(Stored data)
··········

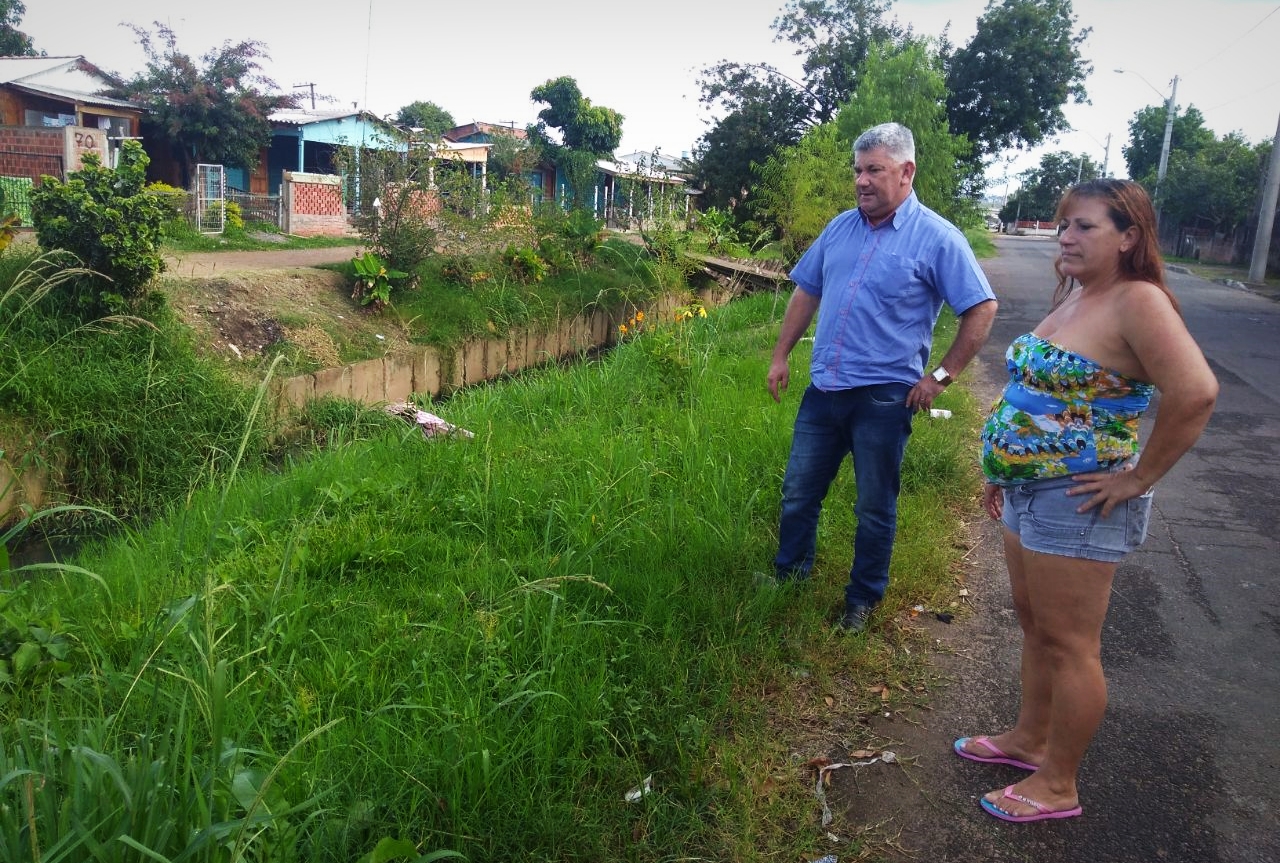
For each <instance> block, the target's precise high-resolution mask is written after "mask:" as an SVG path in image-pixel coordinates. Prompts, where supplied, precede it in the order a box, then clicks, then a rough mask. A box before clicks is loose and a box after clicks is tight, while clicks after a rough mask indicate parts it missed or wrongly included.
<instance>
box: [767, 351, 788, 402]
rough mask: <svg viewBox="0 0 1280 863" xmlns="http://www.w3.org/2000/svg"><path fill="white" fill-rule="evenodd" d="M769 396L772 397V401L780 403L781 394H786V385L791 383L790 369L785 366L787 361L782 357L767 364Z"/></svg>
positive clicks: (781, 399) (787, 366)
mask: <svg viewBox="0 0 1280 863" xmlns="http://www.w3.org/2000/svg"><path fill="white" fill-rule="evenodd" d="M767 380H768V385H769V394H771V396H773V401H776V402H781V401H782V397H781V393H783V392H786V388H787V384H790V383H791V367H790V366H788V365H787V359H786V357H782V359H781V360H780V359H774V360H773V362H771V364H769V376H768V379H767Z"/></svg>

··········

> **ABOUT THIS TASK**: Copy out every line of the data above, taking care to leave the pictures out.

> **ANSWER BELOW**:
For each <instance> block, the target's precise high-resolution mask is written after "mask:" as an SVG path in image-pixel coordinates. Prompts, where supplied, precede it in the order a box, then clicks, then a rough mask. A box before clicks is loose and a box after clicks is tight, while clicks after a rough mask indicate parts it missed or wrongly included.
<instance>
box: [767, 351, 788, 402]
rough mask: <svg viewBox="0 0 1280 863" xmlns="http://www.w3.org/2000/svg"><path fill="white" fill-rule="evenodd" d="M769 396L772 397V401L780 403L781 394H786V385L791 383L790 369L785 366L787 361L782 357L767 364Z"/></svg>
positive clicks: (781, 399) (787, 366)
mask: <svg viewBox="0 0 1280 863" xmlns="http://www.w3.org/2000/svg"><path fill="white" fill-rule="evenodd" d="M767 380H768V385H769V394H771V396H773V401H776V402H781V401H782V397H781V393H783V392H786V388H787V384H790V383H791V367H790V366H788V365H787V359H786V357H782V359H781V360H780V359H774V360H773V362H771V364H769V376H768V379H767Z"/></svg>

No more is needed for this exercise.